Supplied records =
________________________

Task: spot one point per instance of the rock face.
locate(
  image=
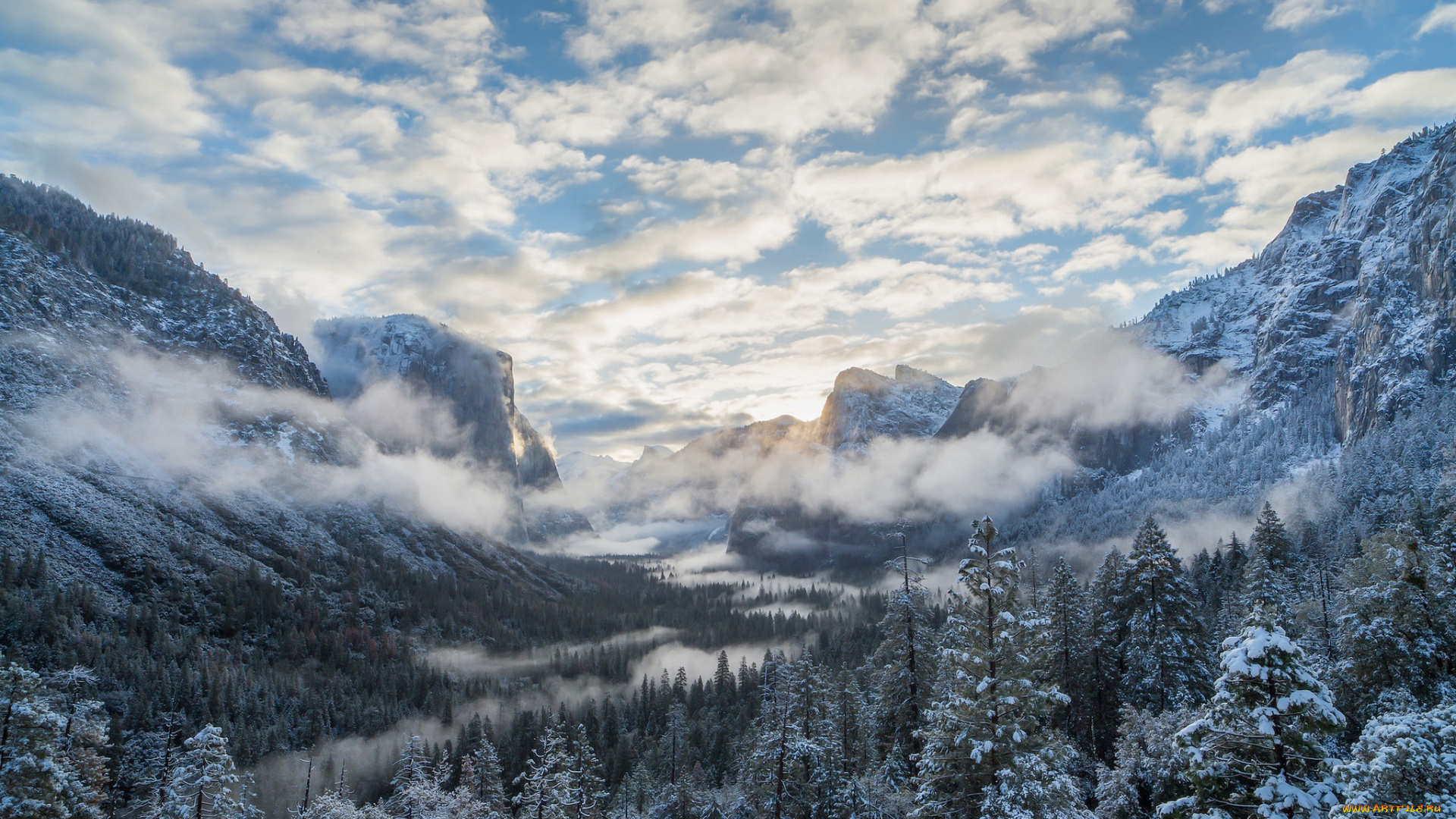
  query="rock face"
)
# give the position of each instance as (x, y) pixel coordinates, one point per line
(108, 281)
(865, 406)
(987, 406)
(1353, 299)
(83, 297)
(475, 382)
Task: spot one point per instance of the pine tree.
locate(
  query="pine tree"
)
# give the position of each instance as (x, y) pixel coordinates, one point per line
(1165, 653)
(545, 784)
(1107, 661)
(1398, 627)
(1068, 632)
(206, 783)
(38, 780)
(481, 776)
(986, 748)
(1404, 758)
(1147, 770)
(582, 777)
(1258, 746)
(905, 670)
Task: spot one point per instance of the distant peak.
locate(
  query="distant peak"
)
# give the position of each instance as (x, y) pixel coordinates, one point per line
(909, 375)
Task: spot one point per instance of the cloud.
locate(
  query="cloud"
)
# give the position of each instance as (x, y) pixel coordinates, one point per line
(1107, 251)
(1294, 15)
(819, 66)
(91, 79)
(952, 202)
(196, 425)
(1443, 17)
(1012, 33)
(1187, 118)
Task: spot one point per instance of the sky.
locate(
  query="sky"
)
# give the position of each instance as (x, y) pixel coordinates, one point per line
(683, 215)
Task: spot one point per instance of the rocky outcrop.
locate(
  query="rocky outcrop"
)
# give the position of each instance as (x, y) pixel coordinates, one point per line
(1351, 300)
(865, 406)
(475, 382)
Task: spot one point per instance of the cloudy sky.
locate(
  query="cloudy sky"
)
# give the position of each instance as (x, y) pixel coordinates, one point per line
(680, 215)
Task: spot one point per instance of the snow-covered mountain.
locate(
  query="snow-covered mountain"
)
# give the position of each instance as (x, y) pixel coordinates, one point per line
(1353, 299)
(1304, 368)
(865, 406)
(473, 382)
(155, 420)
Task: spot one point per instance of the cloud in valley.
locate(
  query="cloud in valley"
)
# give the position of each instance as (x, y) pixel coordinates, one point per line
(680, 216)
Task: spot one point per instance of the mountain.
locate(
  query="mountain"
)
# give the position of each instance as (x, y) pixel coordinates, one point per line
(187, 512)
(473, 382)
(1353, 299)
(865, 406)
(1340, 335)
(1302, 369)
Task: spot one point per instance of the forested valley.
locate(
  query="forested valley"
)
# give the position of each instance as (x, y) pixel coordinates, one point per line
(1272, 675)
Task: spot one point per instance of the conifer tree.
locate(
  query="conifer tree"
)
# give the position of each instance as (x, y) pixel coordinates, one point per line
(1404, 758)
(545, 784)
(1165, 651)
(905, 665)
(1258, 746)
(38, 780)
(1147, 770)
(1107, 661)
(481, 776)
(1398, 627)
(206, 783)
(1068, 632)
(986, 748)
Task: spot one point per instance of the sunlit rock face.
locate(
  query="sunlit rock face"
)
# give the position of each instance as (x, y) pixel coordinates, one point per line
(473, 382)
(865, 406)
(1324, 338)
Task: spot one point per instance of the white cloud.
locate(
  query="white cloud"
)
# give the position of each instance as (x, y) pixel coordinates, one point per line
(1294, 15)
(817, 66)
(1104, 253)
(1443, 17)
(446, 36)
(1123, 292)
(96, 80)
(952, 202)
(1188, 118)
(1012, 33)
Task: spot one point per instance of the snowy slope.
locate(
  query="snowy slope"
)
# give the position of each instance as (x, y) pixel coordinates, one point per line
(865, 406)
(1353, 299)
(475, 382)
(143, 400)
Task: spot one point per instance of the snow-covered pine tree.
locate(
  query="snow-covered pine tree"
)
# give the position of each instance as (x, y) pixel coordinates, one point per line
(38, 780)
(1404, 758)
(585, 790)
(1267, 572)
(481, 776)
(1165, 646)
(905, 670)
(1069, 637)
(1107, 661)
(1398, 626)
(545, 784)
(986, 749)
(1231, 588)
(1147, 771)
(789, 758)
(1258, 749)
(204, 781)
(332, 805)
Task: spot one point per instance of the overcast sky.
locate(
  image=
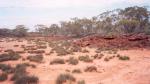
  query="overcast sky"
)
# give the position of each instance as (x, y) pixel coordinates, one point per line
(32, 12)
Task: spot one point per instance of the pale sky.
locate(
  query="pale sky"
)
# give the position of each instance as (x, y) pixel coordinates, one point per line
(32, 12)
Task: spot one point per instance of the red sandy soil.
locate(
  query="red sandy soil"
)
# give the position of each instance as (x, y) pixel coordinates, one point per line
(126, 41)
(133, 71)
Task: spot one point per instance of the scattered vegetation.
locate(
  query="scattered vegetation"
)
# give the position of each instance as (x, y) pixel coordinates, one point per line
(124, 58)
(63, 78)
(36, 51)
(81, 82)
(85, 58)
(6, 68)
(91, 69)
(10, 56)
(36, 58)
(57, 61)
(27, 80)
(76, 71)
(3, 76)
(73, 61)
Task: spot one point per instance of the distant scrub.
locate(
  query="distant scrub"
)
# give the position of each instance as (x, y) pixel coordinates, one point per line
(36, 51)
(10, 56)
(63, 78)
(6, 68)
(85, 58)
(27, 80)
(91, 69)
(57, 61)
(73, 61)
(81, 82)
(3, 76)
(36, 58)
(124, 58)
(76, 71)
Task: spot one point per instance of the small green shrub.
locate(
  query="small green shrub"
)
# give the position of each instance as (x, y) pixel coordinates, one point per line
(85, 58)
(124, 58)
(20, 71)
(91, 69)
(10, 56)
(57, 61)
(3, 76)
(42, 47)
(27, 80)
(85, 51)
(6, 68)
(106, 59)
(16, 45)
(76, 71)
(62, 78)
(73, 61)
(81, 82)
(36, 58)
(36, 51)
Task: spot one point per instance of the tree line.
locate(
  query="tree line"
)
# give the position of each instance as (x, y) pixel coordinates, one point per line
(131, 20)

________________________

Work instructions = With the pictures removed, return the data above word for word.

Result of this task =
Task: spot one point per instance of the rock face.
locate(
  image=
  query="rock face"
)
# give the position of each instance as (x, y) pixel coordinates, one point per line
(108, 281)
(865, 406)
(987, 406)
(1353, 299)
(83, 297)
(475, 382)
Task: spot one point per instance of the pine tree.
locate(
  query="pine tree"
)
# give the position of each instance as (x, y) pixel coordinates, one point per line
(1165, 653)
(545, 784)
(1107, 661)
(1398, 627)
(1068, 632)
(206, 783)
(38, 780)
(481, 776)
(986, 748)
(1404, 758)
(1147, 770)
(582, 777)
(1258, 746)
(905, 670)
Task: spot one point per instance of the distant peak.
locate(
  query="distant peak"
)
# give the position of each instance as (x, y) pixel coordinates, one point per line
(909, 375)
Task: spot one point per instance of the cloud.
locate(
  query="cloud"
)
# give the position of each instance as (x, y) pixel coordinates, one point per line
(1107, 251)
(1294, 15)
(819, 66)
(91, 79)
(952, 202)
(196, 425)
(1443, 17)
(1012, 33)
(1187, 118)
Task: spot one point per instance of the sky.
locate(
  query="sky"
)
# give the position of each instance as (x, y) pixel coordinates, one point per line
(683, 215)
Task: spot one point per instance of the rocky outcrop.
locate(
  query="rocky outcrop"
)
# give the position of each instance as (x, y) pixel coordinates, one point per line
(1351, 300)
(865, 406)
(475, 382)
Task: spot one point per instance of the cloudy sky.
locate(
  query="cloudy sky"
)
# give the position of each instance as (x, y) pixel coordinates, one point per line
(680, 215)
Task: spot one point per instance of the snow-covered mountain.
locate(
  query="snow-covered mountain"
)
# give the position of each instance as (x, y) pixel coordinates, one point per line
(1353, 299)
(1304, 368)
(865, 406)
(473, 382)
(155, 420)
Task: spot one point per instance of the cloud in valley.
locate(
  query="cloud in valley"
)
# give the position of each instance as (x, y) pixel coordinates, one point per line
(680, 216)
Task: spot one point per instance of the mountain.
locate(
  query="mountain"
)
# give the position of each instance as (x, y) pixel coordinates, one point per line
(187, 512)
(473, 382)
(1353, 299)
(865, 406)
(1340, 335)
(1302, 369)
Task: spot one point per instance of the forested valley.
locate(
  query="forested valley"
)
# give the position of each instance as (x, y) pixel coordinates, one point per line
(1272, 675)
Task: spot one point per instance of the conifer tree.
locate(
  query="conifer tree"
)
# give the position of each instance as (x, y) pixel coordinates, one point per line
(1404, 758)
(545, 784)
(1165, 651)
(905, 665)
(1258, 746)
(38, 780)
(1147, 770)
(1107, 661)
(481, 776)
(1398, 627)
(206, 783)
(1068, 632)
(986, 748)
Task: spot one point per instance of the sunlit rock face.
locate(
  query="sunlit rock face"
)
# give the position of each instance as (x, y) pixel coordinates, one point per line
(473, 382)
(865, 406)
(1324, 338)
Task: spot one point per instance of the white cloud.
locate(
  query="white cloud"
)
# give the position of each instance as (x, y) pixel coordinates, one point per line
(1294, 15)
(817, 66)
(1104, 253)
(1443, 17)
(446, 36)
(1123, 292)
(96, 80)
(952, 202)
(1188, 118)
(1012, 33)
Task: spot one point per instance of the snowy slope.
locate(
  query="snowy slope"
)
# give the position of each instance as (x, y) pixel coordinates, one point per line
(865, 406)
(1353, 299)
(475, 382)
(143, 400)
Task: spot one point per instance of the snow-covered pine tree.
locate(
  query="snow-covered pine tree"
)
# give the position of each instance as (x, y) pixel coordinates, one point per line
(38, 780)
(1404, 758)
(585, 790)
(1267, 572)
(481, 776)
(1165, 646)
(905, 670)
(1069, 637)
(1107, 661)
(1398, 626)
(545, 784)
(986, 749)
(1231, 588)
(1147, 771)
(789, 758)
(1258, 749)
(204, 781)
(332, 805)
Task: spot one point per instance of the overcast sky.
locate(
  image=
  query="overcast sky"
)
# give the position of each instance as (x, y) pixel coordinates, one point per line
(32, 12)
Task: spot one point per instance of the pale sky.
locate(
  query="pale sky"
)
# give the position of each instance as (x, y) pixel coordinates, one point per line
(32, 12)
Task: spot one point per instance of the red sandy soil.
locate(
  query="red sandy soil"
)
# give the position of each instance as (x, y) pixel coordinates, one point per line
(126, 41)
(133, 71)
Task: spot one point per instance of the scattered vegetation.
locate(
  query="scattered vegetation"
)
# give the position of each instance as (x, y) pixel coordinates, one point per line
(124, 58)
(63, 78)
(36, 51)
(81, 82)
(85, 58)
(6, 68)
(91, 69)
(10, 56)
(36, 58)
(57, 61)
(27, 80)
(76, 71)
(3, 76)
(73, 61)
Task: spot one point per instance of the distant scrub.
locate(
  query="distant scrub"
)
# give the position of each instance as (x, y) pixel coordinates, one point per line
(36, 51)
(10, 56)
(63, 78)
(6, 68)
(85, 58)
(27, 80)
(91, 69)
(57, 61)
(73, 61)
(81, 82)
(3, 76)
(36, 58)
(124, 58)
(76, 71)
Task: spot one point per instance of the small green shrub.
locate(
  query="small green shrub"
)
# give the position of each instance as (x, y) pixel coordinates, one point per line
(85, 58)
(124, 58)
(20, 71)
(91, 69)
(10, 56)
(57, 61)
(3, 76)
(42, 47)
(27, 80)
(85, 51)
(6, 68)
(106, 59)
(16, 45)
(76, 71)
(62, 78)
(73, 61)
(81, 82)
(36, 58)
(36, 51)
Task: spot one point per instance of the tree line.
locate(
  query="tree line"
)
# give the position of each instance as (x, y) pixel coordinates, one point per line
(131, 20)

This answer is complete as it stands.